• _Extrait_:
____
Code canadien du travail, Parties I, II et III

Informations sur la décision

Contenu de la décision

Motifs de décision

Conseil canadien des Teamsters,
plaignant,
et

Federal Express Canada ltée,
intimée.

Dossier du Conseil : 27976-C
Référence neutre : 2010 CCRI 519
Le 1er juin 2010

Le Conseil canadien des relations industrielles (le Conseil) était composé de Me Graham J. Clarke, Vice-président, et de MM. John Bowman et Patrick J. Heinke, Membres.

Procureurs inscrits au dossier

Me Stéphane Lacoste, pour le Conseil canadien des Teamsters;
Me Douglas G. Gilbert, pour Federal Express Canada ltée.

L’article 16.1 du Code canadien du travail (Partie I – Relations du travail) (le Code) prévoit que le Conseil peut trancher toute affaire ou question dont il est saisi sans tenir d’audience. Ayant pris connaissance de tous les documents au dossier, le Conseil est convaincu que la documentation dont il dispose lui suffit pour trancher la présente plainte sans tenir d’audience.
____
• _Tâche donnée 1_: Recopiez un passage de la décision. Commencez aux mots « L’article 16.1 du » et arrêtez-vous après « plainte sans tenir d’audience. ».
• _Tâche donnée 2_: D'après la décision, quel procureur représentait le Conseil canadien des Teamsters ?
• _Tâche donnée 3_: Poursuivez la décision opposant le Conseil canadien des Teamsters à Federal Express Canada ltée à partir de sa dernière phrase.
La liste ci-dessous provient d'une source distincte de la décision.

• _Données affichées_:
____
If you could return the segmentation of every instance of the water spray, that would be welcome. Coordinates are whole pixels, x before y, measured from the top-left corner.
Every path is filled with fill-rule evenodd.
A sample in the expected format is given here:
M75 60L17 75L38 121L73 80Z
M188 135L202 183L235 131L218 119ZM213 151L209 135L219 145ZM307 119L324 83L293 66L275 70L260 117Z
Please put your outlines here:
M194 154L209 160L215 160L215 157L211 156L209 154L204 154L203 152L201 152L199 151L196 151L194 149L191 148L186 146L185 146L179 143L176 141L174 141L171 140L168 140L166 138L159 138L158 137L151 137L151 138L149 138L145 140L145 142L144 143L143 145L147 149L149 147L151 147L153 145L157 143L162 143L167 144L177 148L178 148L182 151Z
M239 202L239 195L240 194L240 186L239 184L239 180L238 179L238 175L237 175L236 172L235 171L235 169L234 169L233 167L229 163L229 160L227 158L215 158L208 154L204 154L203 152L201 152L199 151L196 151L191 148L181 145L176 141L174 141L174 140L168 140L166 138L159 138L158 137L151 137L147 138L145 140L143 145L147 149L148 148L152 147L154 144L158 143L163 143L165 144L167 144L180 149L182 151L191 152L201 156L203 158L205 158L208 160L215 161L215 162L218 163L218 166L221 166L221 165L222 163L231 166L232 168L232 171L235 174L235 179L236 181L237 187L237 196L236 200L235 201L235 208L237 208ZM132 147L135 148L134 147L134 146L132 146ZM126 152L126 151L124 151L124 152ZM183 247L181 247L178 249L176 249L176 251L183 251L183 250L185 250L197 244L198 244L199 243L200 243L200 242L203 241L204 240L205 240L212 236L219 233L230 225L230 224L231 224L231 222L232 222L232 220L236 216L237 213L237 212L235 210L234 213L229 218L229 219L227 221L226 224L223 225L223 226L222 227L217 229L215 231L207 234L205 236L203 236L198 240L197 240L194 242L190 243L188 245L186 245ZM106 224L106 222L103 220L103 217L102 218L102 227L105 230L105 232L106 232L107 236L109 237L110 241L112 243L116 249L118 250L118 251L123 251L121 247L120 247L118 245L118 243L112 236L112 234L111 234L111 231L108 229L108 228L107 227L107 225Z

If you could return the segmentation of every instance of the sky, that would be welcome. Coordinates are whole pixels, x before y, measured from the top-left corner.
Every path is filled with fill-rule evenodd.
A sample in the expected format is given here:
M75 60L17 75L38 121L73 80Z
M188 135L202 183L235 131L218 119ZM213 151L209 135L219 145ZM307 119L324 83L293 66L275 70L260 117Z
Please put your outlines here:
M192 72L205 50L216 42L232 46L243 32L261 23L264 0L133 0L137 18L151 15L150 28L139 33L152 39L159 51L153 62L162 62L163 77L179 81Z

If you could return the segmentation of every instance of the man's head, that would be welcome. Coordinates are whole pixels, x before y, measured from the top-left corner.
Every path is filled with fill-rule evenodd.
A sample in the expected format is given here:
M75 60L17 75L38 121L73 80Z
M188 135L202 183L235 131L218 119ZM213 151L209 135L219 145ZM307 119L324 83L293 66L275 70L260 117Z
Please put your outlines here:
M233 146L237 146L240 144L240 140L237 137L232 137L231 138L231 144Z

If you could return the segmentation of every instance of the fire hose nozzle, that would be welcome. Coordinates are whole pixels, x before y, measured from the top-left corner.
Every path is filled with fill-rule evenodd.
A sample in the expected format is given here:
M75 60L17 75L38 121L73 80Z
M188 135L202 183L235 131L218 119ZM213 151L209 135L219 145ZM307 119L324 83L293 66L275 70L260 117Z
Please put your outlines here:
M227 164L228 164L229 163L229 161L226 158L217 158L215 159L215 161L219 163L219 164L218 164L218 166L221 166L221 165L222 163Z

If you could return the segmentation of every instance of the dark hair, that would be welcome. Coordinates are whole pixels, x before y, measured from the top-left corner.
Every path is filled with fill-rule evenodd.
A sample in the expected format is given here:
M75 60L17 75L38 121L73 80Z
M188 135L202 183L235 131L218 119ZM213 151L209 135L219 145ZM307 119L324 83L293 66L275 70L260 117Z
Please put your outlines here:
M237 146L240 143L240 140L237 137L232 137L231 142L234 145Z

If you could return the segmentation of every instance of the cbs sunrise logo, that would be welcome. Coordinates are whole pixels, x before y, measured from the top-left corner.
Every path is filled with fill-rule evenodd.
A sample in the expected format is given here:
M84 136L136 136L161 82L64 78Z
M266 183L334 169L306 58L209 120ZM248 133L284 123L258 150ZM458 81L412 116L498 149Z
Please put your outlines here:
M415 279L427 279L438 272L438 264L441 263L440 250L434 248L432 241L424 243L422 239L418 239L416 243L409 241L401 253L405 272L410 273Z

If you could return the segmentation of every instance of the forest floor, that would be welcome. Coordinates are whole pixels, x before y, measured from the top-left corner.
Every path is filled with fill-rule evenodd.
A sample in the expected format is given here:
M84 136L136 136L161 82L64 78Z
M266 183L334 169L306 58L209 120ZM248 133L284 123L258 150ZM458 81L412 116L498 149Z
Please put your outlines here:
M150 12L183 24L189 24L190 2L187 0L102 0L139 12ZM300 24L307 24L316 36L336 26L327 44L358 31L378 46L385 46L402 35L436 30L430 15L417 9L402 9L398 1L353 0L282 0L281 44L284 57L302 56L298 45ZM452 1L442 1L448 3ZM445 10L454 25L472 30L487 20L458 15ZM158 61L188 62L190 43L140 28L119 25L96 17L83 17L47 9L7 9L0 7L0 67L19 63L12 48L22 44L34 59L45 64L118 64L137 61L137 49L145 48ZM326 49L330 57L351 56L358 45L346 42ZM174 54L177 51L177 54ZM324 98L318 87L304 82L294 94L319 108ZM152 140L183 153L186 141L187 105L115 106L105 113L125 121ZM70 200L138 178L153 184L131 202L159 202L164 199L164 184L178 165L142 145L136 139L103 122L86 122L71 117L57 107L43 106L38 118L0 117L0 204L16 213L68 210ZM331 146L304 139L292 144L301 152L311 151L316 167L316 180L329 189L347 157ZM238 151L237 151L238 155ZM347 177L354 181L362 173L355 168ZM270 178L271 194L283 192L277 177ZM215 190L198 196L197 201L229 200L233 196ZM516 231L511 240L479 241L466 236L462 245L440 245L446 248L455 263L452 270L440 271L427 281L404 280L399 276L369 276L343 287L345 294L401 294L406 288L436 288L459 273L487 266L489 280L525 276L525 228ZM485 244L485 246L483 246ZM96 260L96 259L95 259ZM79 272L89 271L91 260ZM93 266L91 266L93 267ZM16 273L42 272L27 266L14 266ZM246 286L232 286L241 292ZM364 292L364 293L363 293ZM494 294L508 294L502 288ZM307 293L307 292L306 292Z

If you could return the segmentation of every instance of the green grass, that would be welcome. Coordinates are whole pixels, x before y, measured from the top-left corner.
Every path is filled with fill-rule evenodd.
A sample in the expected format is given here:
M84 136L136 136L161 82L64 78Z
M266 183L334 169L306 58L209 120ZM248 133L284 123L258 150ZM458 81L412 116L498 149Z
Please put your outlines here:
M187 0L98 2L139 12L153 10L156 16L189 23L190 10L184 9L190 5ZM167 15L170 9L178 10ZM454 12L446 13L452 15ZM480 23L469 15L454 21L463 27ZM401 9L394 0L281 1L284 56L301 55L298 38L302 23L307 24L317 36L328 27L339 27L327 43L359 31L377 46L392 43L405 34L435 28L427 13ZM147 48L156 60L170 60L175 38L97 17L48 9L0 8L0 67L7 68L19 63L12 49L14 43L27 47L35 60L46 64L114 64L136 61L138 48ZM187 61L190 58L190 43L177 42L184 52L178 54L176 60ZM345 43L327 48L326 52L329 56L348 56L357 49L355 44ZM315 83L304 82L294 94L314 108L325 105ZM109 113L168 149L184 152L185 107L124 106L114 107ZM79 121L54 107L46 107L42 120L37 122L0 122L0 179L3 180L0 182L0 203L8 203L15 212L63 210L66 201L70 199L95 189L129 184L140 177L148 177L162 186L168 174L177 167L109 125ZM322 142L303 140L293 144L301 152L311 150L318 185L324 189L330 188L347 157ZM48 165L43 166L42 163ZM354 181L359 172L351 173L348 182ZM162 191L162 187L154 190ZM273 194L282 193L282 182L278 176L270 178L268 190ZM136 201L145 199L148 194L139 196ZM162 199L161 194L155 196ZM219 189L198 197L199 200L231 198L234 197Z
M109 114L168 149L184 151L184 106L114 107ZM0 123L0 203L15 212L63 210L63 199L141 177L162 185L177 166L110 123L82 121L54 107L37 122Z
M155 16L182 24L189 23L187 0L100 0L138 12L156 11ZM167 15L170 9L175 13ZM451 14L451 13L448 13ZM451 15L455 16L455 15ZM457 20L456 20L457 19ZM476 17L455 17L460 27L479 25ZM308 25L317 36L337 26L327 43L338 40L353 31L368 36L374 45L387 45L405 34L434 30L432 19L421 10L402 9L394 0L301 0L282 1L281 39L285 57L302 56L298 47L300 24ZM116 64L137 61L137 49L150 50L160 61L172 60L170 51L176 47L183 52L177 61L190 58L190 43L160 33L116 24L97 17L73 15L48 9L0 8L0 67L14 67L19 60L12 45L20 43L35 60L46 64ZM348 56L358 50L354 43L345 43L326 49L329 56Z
____
• _Réponse 1_:
L’article 16.1 du Code canadien du travail (Partie I – Relations du travail) (le Code) prévoit que le Conseil peut trancher toute affaire ou question dont il est saisi sans tenir d’audience. Ayant pris connaissance de tous les documents au dossier, le Conseil est convaincu que la documentation dont il dispose lui suffit pour trancher la présente plainte sans tenir d’audience.

• _Réponse 2_: Me Stéphane Lacoste.

• _Réponse 3_:
Les présents motifs de décision ont été rédigés par Me Graham J. Clarke, Vice-président.

I – Nature de la plainte

[1] Le 25 février 2010, le Conseil a reçu une plainte de pratique déloyale de travail du Conseil canadien des Teamsters (les Teamsters), déposée au nom de M. Paul Simms.

[2] M. Simms alléguait que M. Terrance Sledge, un gestionnaire travaillant pour son employeur, Federal Express Canada ltée (Federal Express), avait menacé de le congédier s’il « parlait du syndicat » (traduction).

[3] Les Teamsters mènent en ce moment une campagne de syndicalisation des employés de Federal Express.

[4] Federal Express a présenté une réponse, dans laquelle elle relatait ce qui s’était produit durant l’emploi de M. Simms, en plus de décrire une série de rencontres entre M. Simms et M. Sledge.

[5] Les Teamsters n’ont pas présenté de réplique aux observations de Federal Express.

[6] Après examen des observations des parties, le Conseil est convaincu que Federal Express n’a pas enfreint le Code. La présente décision explique les motifs du Conseil.

II – Faits

[7] Voici les faits essentiels, tirés des observations des parties.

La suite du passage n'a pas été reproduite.